▶ 所给节选
:::::

全部博文(2759)
分类: C/C++
2013-10-17 09:01:57
原文地址:数据结构深入剖析(12)--图的定义及存储结构 作者:mq24705
一、 图的定义
图是由顶点集合(Vertex)及顶点间的关系集合组成的一种数据结构:
Graph = (V,E)
V = {x | x 属于某个数据对象}是顶点的有穷非空集合。
E = {(x,y)| x,y 属于V}是顶点之间的关系的有穷集合,也叫边(Edge)集合。
二、 有向图 && 无向图
1. 无向边
若顶点x和y之间的边没有方向,则称该边为无向边(x,y)。
2. 无向图
若图中任意两个顶点之间的边均是无向边,则称该图为无向图。
3. 有向边
若顶点x和y之间的边有方向,则称该边为有向边
4. 有向图
若图中任意两个顶点之间的边均是有向边,则称该图为有向图。
三、 度的定义
顶点v的度是和v相关联的边的数目,记为TD(v)。
入度:以v为头的边的数目,记为ID(v)。
出度:以v为尾的边的数目,记为OD(v)。
很显然:
TD(v)=ID(v) + OD(v)
E = [TD(v1) + TD(v2) + … + TD(vn)] / 2
E = ID(v1) + ID(v2) + … + ID(vn)
E = OD(v1) + OD(v2) + … + OD(vn)
四、 权的定义
与图的边相关的数字叫做权。
五、 图的操作
创建图
销毁图
清空图
加入边
删除边
获取权值
获取结点的度
获取图的结点数
获取图的边数
六、 小结
图是一种扩展的树结构,每个结点可以指向任意的其他结点。
链表是特殊的树结构,树是特殊的图结构。
图这种数据结构常用于网络规划和路径规划等领域。
七、 图的存储结构
邻接矩阵法
基本思想:
用一维数组存储顶点----描述顶点相关的数据
用二维数组存储边----描述顶点间的边
邻接矩阵法的头结点:
记录顶点个数
记录与顶点相关的数据描述
记录描述边集的二维数组
实现:
//MGraph.h
#ifndef _MGRAPH_H
#define _MGRAPH_H
typedef void MGraph;
typedef void MVertex;
typedef void (MGraph_Printf)(MVertex*);
MGraph* MGraph_Create(MVertex** v,int n);
void MGraph_Destroy(MGraph* graph);
void MGraph_Clear(MGraph* graph);
int MGraph_AddEdge(MGraph* graph, int v1, int v2, int w);
int MGraph_RemoveEdge(MGraph* graph, int v1, int v2);
int MGraph_GetEdge(MGraph* graph, int v1, int v2);
int MGraph_TD(MGraph* graph, int v);
int MGraph_VertexCount(MGraph* graph);
int MGraph_EdgeCount(MGraph* graph);
void MGraph_Display(MGraph* graph,MGraph_Printf* pFunc);
#endif
//MGraph.c
#include
#include "MGraph.h"
#include
typedef struct _tag_MGraph
{
int count;
MVertex** v;
int** matrix;
}TMGraph;
MGraph* MGraph_Create(MVertex** v,int n)

:::::

▶ 数据行

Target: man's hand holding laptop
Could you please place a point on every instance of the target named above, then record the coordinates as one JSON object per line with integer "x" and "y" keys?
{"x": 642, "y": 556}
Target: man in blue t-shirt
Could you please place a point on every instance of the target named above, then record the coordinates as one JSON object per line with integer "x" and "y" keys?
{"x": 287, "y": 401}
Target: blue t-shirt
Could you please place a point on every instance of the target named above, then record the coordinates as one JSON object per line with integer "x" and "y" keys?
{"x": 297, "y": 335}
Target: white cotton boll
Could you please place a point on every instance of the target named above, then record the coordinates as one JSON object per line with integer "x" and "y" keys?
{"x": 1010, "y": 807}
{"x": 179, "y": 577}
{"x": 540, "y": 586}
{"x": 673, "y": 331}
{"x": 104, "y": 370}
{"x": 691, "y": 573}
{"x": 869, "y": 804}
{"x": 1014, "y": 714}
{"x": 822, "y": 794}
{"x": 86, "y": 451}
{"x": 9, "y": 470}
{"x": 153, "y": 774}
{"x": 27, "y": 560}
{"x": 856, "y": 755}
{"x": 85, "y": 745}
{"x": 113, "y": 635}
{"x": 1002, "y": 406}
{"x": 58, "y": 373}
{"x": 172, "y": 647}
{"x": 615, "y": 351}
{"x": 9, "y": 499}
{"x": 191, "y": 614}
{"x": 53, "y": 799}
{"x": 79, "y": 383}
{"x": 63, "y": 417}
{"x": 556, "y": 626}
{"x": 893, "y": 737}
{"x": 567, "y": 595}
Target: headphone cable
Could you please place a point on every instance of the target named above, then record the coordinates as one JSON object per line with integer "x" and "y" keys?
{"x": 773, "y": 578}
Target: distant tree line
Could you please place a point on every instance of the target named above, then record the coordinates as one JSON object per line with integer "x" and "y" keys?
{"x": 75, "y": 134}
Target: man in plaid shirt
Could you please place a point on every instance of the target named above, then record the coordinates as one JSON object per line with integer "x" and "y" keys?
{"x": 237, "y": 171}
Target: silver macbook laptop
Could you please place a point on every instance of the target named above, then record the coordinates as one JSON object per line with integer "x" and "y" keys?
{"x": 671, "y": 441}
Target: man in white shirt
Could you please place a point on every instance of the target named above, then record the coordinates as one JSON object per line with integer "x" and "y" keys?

:::::

▶ 任务目标
请逐字照抄上方讲图的节选，从“出度:以v为尾的边的数目,记为OD(v)。”开始，一直抄到“与图的边相关的数字叫做权。”为止。

▶ 最终结果
出度:以v为尾的边的数目,记为OD(v)。
很显然:
TD(v)=ID(v) + OD(v)
E = [TD(v1) + TD(v2) + … + TD(vn)] / 2
E = ID(v1) + ID(v2) + … + ID(vn)
E = OD(v1) + OD(v2) + … + OD(vn)
四、 权的定义
与图的边相关的数字叫做权。